SOURCE DOCUMENT =
The term itself and the confusion it creates will never go away but that very lack of definition presents an opportunity to think about what we leave out of our risk assessments. There may be things we can do to reduce these gaps and improve the quality of our assessments and the final results. Some of these are discussed here.

How do we interpret the words?

No attempt will be made here to provide a sound definition of unknown unknowns as this has absorbed a lot of energy for many years with no clear resolution in sight. Rather than try to lay that challenge to rest, the effect it has on the way we think about risks will be examined to see if we can learn anything from the ideas it stimulates.

One interpretation of unknown unknowns is that they are things we haven’t thought of that could affect us, that is there are limitations to our knowledge or awareness. It is more or less assumed that, if we haven’t given these unidentified factors any thought and they could affect us, it will be bad for us if they do occur although we can’t be certain because we are not sure what they are.

With this mindset, unknown unknowns become a container that we can load up with all our anxiety about having overlooked something important. The absence of a really solid definition makes it difficult to think clearly about the reasons for this anxiety. Anxiety is uncomfortable and it is not a very good foundation for clear thinking or sound decision making.

The futility of trying to include in plans things of which you are not aware has led some to conclude that the concept of unknown unknowns is little more than an academic distraction. Even trying to talk about the subject is difficult. It can be argued that, unless we are aware of gaps in our knowledge, we cannot act on them so worrying about what to do with unknown unknowns is a waste of time.

Others use unknown unknowns in quite a different and much less acceptable way. They use it to mean the net effect of all the things that we effectively choose not to analyse in detail even though, in principle, they could affect us. Given sufficient time and imagination, we can contemplate a large number of uncertainties that we would not generally take the time to analyse because they seem remote, very unlikely to affect us or too far beyond our control. This interpretation seems to be closer to an excuse for limiting analytical effort. There may be good reasons to limit that effort but throwing in an impressive sounding term that is poorly defined will often close down the discussion.

Whether it is as a repository for anxiety about how comprehensive our risk identification and analysis has been or as an excuse for leaving aside risks we effectively choose not to include, the term unknown unknowns is a useful catch all description. Having no really solid definition, its use is difficult to challenge and attempts to do so will often descend into fruitless and rambling discussions that absorb a lot of time without achieving very much.

What do we know?

Common sense tells us that we do not know all there is to know about everything we do. No one can argue credibly that “absolutely nothing has been left to chance” as is sometimes claimed. They might say that “absolutely nothing we have thought about has been left to chance” although even that is generally an exaggeration.

It is not uncommon for people to declare that, because limits on our knowledge are inevitable we should give up trying to overcome them. However, there may be ways to make some progress in this area and a few strategies for doing so, that have been stimulated by considering the concept of unknown unknowns, are outlined here:

  • Generalising known risks to encompass multiple possible causes
  • Extending the range of the knowledge we draw upon
  • Searching for fresh insights into unanticipated developments
  • Early detection of the emergence of unforeseen circumstances.

Each of these is illustrated in the diagram in Figure 1.

Figure 1: Known and unknown

Generalising

This suggestion is not extraordinary, yet nor is it widely exploited. It can be illustrated with the following example dating from times when formal risk management was less widespread than it is now.

EXERCISE OBJECTIVE =
According to the text on unknown unknowns, what does the interpretation of the term as the net effect of things we choose not to analyze in detail seem closer to?

Pointing and labeling entries:
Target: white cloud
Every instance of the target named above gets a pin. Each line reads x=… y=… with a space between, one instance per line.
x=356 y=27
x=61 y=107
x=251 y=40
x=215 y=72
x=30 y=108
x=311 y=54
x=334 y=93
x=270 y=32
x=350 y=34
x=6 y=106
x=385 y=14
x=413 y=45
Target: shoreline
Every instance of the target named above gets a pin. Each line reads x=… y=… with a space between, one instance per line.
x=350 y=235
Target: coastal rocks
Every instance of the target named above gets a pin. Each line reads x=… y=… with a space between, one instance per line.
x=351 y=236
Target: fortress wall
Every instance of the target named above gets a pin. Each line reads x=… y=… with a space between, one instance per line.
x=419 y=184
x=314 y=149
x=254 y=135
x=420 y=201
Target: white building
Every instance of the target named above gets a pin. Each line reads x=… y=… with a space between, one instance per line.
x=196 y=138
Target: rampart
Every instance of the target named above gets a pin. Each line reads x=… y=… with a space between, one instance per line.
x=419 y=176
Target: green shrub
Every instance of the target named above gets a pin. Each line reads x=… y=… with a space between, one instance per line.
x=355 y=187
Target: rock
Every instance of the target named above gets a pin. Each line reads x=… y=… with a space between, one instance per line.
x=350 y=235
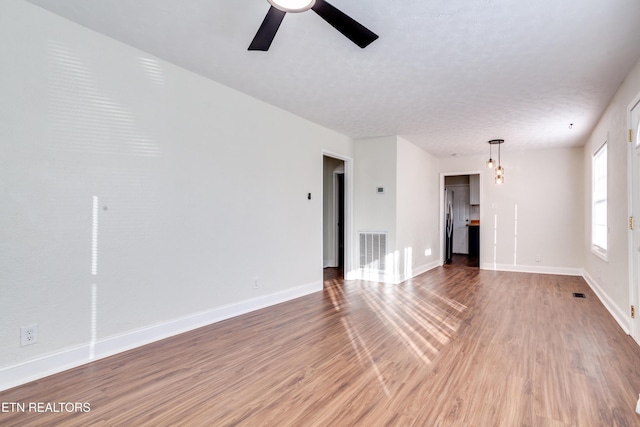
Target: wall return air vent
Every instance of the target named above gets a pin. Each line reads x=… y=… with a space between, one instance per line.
x=373 y=251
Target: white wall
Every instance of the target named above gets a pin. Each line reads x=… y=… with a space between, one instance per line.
x=407 y=210
x=417 y=210
x=535 y=213
x=375 y=166
x=197 y=196
x=611 y=278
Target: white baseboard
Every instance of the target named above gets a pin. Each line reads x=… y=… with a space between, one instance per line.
x=614 y=309
x=53 y=363
x=424 y=268
x=542 y=269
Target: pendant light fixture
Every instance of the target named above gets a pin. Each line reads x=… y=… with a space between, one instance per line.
x=499 y=179
x=490 y=163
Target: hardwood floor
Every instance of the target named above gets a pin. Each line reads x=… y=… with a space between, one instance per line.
x=452 y=347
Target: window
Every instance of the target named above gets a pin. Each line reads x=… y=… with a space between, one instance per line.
x=599 y=203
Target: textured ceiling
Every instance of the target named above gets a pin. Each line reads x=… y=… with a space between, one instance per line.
x=447 y=75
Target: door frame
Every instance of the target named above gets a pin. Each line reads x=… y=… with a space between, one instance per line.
x=349 y=272
x=336 y=216
x=442 y=207
x=634 y=267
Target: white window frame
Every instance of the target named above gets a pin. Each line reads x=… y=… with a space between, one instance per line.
x=599 y=190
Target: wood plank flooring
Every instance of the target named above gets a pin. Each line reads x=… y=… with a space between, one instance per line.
x=452 y=347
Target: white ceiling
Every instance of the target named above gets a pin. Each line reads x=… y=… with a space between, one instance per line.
x=447 y=75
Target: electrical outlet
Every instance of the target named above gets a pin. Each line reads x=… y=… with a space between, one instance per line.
x=29 y=334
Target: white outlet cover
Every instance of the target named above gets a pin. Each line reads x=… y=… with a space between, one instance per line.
x=29 y=334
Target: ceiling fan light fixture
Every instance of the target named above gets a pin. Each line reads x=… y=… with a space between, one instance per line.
x=293 y=6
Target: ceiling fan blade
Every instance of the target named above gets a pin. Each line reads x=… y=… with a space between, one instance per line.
x=353 y=30
x=267 y=30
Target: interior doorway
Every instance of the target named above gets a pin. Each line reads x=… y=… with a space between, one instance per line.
x=634 y=211
x=336 y=216
x=460 y=223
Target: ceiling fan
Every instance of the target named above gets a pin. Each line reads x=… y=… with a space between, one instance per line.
x=353 y=30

WRITTEN RESPONSE =
An excuse for limiting analytical effort.